**Instructions for the task:**
The full data, repeated exactly, is the only answer needed.

**Records provided:**
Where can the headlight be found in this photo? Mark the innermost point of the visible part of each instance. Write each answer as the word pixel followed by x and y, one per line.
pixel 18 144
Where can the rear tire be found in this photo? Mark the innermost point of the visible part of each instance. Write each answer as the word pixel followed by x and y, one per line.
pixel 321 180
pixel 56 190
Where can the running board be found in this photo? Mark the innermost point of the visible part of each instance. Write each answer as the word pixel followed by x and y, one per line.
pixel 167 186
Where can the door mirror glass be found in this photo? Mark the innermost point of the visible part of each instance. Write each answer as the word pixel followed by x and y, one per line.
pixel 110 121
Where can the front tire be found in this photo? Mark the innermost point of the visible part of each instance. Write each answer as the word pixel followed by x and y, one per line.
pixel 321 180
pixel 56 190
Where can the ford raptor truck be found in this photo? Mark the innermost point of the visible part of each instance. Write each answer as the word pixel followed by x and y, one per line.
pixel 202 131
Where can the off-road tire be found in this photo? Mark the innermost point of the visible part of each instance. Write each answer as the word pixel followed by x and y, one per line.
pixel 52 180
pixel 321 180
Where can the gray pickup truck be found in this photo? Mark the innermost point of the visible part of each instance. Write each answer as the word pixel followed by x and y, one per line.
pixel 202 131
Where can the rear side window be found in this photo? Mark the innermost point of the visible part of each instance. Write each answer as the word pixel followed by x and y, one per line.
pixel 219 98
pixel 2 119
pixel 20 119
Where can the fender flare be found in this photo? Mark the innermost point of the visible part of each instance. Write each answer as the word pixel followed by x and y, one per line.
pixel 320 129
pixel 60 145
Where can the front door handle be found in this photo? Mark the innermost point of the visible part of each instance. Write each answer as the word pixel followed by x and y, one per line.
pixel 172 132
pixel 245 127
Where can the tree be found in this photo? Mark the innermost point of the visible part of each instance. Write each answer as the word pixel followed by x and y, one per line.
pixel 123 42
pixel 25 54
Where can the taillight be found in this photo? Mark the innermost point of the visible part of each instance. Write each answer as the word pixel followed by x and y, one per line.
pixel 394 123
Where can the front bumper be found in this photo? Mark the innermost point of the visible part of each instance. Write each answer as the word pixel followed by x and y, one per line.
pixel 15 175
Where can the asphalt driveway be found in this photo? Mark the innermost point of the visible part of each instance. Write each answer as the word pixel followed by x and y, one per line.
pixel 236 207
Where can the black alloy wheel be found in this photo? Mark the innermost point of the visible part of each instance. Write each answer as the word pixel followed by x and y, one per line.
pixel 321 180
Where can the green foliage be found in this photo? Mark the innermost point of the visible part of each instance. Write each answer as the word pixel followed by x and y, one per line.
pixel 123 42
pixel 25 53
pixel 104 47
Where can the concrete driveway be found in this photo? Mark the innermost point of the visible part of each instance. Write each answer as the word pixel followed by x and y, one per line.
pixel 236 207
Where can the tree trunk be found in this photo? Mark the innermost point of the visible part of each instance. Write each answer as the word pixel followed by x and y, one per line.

**Answer to this task:**
Where can the headlight be found in this photo? Mark the innermost point of the visible part of each instance. Write each answer as the word pixel followed by x and y, one per line.
pixel 18 144
Where can the rear tire be found in this photo? Mark the innermost point of the visible part of each instance. Write each answer as the word pixel followed by x and y, one per line.
pixel 321 180
pixel 56 190
Where can the running board be found in this photo? Mark the innermost point of the visible part of each instance. Write each answer as the word pixel followed by x and y, one per line.
pixel 167 186
Where can the door mirror glass be found in this photo? Mark the innermost point of the visible part of each instance. Write each answer as the word pixel followed by x and y, one per line.
pixel 110 121
Where can the front tire be found in this photo? Mark the innermost point of the visible part of each instance. Write each answer as the word pixel followed by x and y, one per line.
pixel 321 180
pixel 56 190
Where can the ford raptor truck be found in this photo? Mark the innermost point of the visible part of each instance. Write each answer as the word pixel followed by x and y, one per line.
pixel 202 131
Where can the off-road tire be found in this photo? Mark the innermost point of the visible part of each instance. Write each answer as the word pixel followed by x and y, one per line.
pixel 52 180
pixel 321 180
Where can the gray pickup truck be found in this photo? Mark the innermost point of the visible part of each instance. Write each answer as the word pixel followed by x and y, one per line.
pixel 202 131
Where can the rear side window be found in this photo? Mark the innermost point of the visible part of each instance. Write each answer as the word pixel followed by x and y, one per line.
pixel 219 98
pixel 2 119
pixel 20 119
Where can the fender flare be found in this photo? Mark the innermost point of the visible part of each instance. Write each answer as the word pixel followed by x and y, one per line.
pixel 320 129
pixel 60 145
Where can the front door handle be found in this photo? Mark the innermost point of the visible part of each instance. Write each answer as the word pixel followed by x and y, one per line.
pixel 172 132
pixel 245 127
Where can the tree be found in this photo? Mark the innermost point of the visible part of each instance. Write each answer as the word pixel followed by x and y, one per line.
pixel 123 42
pixel 25 54
Where can the taillight be found in this photo? Mark the innermost point of the visible part of each instance. Write each answer as the word pixel followed by x and y, one per line.
pixel 394 123
Where can the front bumper be found in this photo? Mark the innermost point of the visible part of each instance. Write each answer as the word pixel followed by x and y, one per line.
pixel 15 175
Where can the asphalt driveway be found in this photo? Mark the innermost point of the visible part of each instance. Write each answer as the word pixel followed by x and y, one per line.
pixel 236 207
Where can the black alloy wheel be found in this photo? Mark the innermost point of the visible part of each instance. Write each answer as the word pixel followed by x and y, one per line.
pixel 321 180
Where can the green foliage be found in this photo? Mark the innermost point of the visible part of each instance. Write each answer as the word pixel followed by x and y, one per line.
pixel 123 42
pixel 25 53
pixel 104 47
Where can the concrete driveway be found in this photo? Mark the innermost point of the visible part of each instance. Write each answer as the word pixel followed by x and y, one per line.
pixel 236 207
Where can the tree trunk be found in this photo? Mark the innermost point of the visible part of each instance. Write each answer as the word pixel followed by x and y, one per line.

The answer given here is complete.